Problem description: Repeat exactly, and only, the lines from the line containing "of the lips" through the last line of the records below, including both.

+ + + + + + +

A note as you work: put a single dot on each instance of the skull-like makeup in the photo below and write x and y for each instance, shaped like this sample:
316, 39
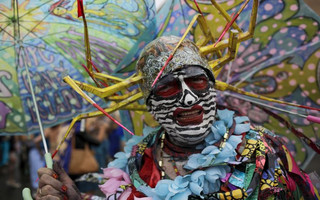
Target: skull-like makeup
183, 102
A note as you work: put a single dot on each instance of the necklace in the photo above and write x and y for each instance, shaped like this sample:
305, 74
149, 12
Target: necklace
161, 155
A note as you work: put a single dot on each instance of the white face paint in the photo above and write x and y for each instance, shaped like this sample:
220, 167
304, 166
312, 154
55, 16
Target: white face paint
184, 105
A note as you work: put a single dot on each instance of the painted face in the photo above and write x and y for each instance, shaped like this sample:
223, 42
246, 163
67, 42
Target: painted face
183, 102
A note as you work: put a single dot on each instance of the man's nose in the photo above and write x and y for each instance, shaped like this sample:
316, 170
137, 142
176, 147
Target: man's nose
188, 97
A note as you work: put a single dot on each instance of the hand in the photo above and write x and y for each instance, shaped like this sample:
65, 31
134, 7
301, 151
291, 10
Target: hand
56, 184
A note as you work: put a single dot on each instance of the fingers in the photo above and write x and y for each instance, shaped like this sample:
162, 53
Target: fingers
63, 176
49, 191
46, 179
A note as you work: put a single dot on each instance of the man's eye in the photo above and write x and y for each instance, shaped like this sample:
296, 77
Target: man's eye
168, 89
198, 82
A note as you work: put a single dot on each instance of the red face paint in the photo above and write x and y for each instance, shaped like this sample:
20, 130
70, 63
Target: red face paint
185, 117
173, 87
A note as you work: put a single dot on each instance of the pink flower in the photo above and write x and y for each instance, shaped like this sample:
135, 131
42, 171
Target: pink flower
116, 178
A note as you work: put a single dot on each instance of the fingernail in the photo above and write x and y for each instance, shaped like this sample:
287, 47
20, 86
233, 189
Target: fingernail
64, 188
55, 176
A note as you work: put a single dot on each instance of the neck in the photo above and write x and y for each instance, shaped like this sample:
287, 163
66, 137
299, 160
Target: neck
178, 150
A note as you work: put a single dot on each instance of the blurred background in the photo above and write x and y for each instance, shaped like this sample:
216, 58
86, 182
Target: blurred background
46, 45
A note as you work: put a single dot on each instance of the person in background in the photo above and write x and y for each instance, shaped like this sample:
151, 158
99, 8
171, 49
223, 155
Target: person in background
115, 137
14, 150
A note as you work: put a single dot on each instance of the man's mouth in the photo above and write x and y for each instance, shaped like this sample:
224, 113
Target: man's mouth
185, 117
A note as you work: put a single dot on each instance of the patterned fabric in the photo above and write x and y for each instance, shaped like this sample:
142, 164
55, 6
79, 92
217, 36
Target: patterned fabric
261, 169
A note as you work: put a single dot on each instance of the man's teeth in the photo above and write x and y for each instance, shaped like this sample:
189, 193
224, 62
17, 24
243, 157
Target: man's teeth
185, 113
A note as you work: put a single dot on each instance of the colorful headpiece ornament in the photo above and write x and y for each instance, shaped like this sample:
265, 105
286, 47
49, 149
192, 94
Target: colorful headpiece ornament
156, 54
167, 54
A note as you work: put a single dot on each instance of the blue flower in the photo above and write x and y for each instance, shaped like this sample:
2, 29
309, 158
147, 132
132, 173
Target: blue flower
179, 188
213, 175
197, 182
226, 116
227, 154
204, 159
120, 162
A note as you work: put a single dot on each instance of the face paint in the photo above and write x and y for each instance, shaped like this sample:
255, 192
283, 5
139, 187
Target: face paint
183, 102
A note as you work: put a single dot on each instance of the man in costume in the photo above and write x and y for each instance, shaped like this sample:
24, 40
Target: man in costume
199, 151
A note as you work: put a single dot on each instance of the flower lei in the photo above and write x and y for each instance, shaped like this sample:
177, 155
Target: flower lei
212, 161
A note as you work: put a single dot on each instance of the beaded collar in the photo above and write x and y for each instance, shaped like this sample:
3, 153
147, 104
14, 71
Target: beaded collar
208, 166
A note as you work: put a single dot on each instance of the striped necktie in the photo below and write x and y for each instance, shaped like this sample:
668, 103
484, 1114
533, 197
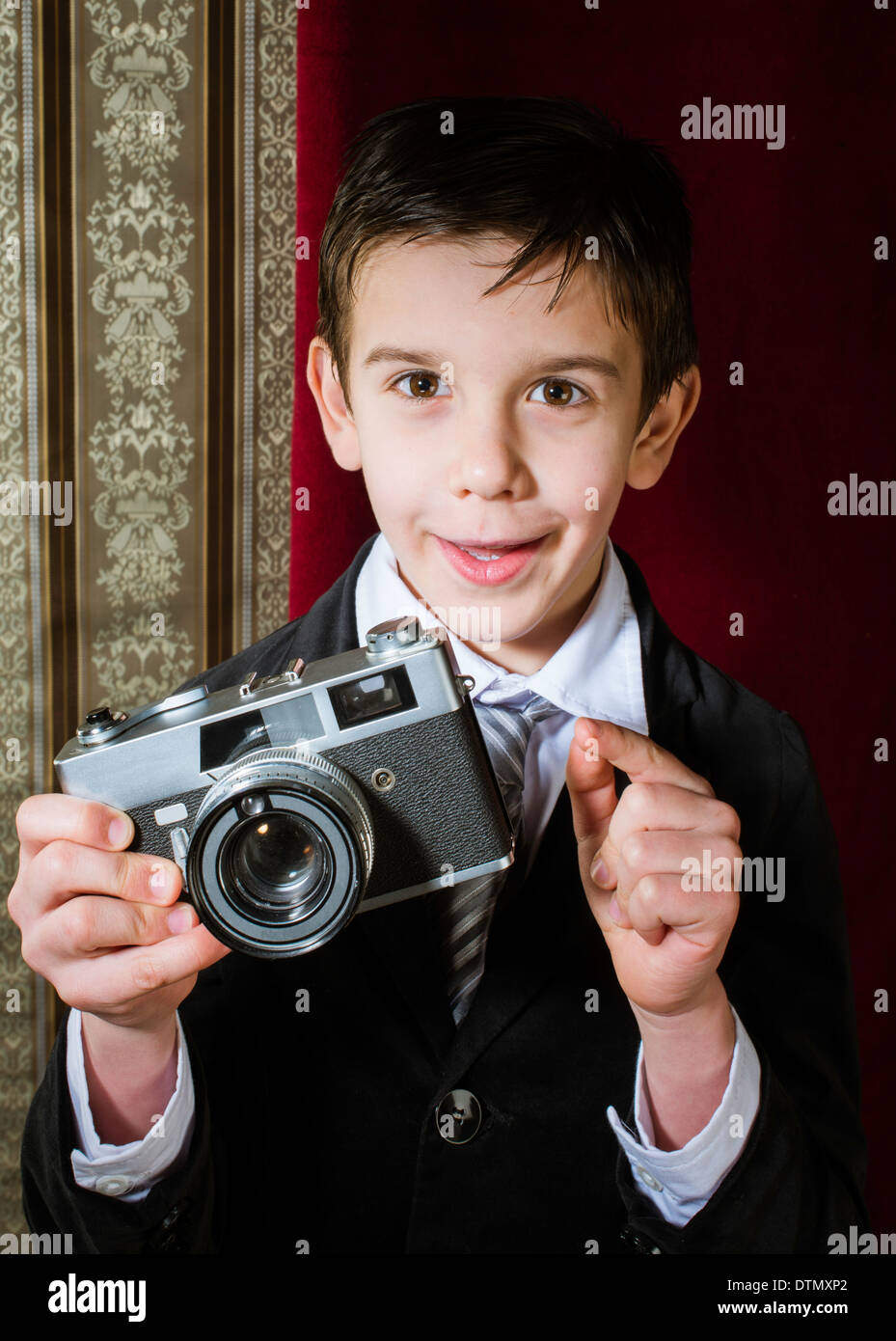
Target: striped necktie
464, 911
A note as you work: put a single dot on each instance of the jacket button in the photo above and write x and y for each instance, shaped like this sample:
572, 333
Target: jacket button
110, 1186
459, 1117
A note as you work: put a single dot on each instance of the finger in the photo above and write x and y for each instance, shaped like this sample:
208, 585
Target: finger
64, 869
95, 924
48, 815
668, 852
641, 759
123, 975
590, 783
658, 904
655, 807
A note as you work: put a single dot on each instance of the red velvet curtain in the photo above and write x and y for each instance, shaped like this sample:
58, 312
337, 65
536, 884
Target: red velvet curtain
785, 282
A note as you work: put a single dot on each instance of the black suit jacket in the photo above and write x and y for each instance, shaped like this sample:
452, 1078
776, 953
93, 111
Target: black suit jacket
319, 1125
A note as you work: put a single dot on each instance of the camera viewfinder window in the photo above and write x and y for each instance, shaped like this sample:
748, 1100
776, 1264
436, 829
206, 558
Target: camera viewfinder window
371, 697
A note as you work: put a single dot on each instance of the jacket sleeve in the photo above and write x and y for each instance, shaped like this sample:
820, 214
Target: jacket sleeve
181, 1213
800, 1176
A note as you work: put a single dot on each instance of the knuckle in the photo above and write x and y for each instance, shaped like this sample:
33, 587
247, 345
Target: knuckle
634, 850
89, 822
78, 924
127, 873
638, 800
649, 889
57, 862
147, 973
728, 819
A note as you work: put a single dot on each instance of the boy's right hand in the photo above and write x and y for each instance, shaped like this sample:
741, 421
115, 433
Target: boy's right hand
90, 921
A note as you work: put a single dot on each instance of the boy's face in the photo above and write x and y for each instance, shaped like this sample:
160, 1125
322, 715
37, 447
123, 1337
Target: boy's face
479, 424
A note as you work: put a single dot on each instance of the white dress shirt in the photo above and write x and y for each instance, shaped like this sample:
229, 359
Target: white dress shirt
596, 673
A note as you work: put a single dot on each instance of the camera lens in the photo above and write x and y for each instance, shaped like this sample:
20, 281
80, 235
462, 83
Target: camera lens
278, 862
281, 853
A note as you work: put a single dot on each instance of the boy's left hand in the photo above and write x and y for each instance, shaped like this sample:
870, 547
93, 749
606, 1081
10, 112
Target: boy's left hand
665, 941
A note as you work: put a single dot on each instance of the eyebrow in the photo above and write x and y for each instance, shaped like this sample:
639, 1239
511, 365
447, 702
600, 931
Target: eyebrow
550, 364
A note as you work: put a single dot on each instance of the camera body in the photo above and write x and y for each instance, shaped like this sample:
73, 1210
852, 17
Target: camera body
294, 801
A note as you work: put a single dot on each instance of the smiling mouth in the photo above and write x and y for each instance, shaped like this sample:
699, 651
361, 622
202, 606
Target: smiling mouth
493, 549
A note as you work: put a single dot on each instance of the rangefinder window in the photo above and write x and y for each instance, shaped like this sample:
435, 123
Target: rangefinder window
220, 742
371, 697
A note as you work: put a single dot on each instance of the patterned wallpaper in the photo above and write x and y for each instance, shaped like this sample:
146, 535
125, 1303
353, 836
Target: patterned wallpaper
147, 334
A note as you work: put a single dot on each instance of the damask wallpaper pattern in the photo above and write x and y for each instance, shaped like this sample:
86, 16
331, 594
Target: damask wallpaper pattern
147, 338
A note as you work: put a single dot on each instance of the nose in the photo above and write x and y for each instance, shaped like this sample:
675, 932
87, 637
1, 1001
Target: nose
487, 463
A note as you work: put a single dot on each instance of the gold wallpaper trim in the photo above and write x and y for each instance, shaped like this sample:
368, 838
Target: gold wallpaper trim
160, 484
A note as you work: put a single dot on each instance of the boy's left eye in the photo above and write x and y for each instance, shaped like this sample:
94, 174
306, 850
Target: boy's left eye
566, 391
422, 388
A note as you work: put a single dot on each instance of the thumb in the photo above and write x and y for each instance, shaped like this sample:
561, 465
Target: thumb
592, 787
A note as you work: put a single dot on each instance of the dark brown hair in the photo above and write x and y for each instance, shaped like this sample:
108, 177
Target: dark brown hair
549, 174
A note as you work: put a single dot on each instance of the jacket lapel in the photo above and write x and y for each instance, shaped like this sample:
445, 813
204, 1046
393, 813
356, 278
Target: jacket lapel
536, 921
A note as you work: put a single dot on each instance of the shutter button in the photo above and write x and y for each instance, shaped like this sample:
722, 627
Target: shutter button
459, 1117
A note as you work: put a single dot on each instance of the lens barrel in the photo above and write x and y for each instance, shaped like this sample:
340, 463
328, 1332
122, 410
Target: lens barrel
281, 853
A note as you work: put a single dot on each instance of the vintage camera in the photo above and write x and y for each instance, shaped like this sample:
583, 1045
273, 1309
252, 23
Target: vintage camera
294, 801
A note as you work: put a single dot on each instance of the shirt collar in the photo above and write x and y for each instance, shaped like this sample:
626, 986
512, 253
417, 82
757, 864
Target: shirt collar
596, 672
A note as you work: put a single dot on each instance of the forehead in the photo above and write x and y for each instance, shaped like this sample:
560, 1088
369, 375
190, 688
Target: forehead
435, 285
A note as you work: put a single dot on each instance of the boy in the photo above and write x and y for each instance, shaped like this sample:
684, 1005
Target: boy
448, 1073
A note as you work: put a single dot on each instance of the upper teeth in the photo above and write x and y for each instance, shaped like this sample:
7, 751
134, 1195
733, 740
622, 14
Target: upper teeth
480, 554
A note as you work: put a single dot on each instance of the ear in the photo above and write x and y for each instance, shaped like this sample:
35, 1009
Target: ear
336, 417
653, 447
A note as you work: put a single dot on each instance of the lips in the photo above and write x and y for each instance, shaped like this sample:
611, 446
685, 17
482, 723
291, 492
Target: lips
490, 562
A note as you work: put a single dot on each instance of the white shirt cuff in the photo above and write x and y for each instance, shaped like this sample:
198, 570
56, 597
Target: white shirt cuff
682, 1182
127, 1172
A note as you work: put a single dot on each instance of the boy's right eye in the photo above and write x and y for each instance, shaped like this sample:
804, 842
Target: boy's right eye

+ + + + + + +

Expected answer:
A note as you work: put a single dot on each instance of the lips in the photo above and write x and y for each instance, shaped like this sample:
611, 446
685, 17
482, 723
291, 492
Target: lips
490, 562
A note as you work: put a single dot on each instance of the white shirt cuff in the photo above and write x and y for each instance, shaped like this sample:
198, 570
56, 597
Target: white shirt cuff
682, 1182
127, 1172
A note as you work: put a single dot on each instance of the boy's right eye in the photo above and write x and y for each instance, shaped like this sample:
804, 842
Target: boy's right eye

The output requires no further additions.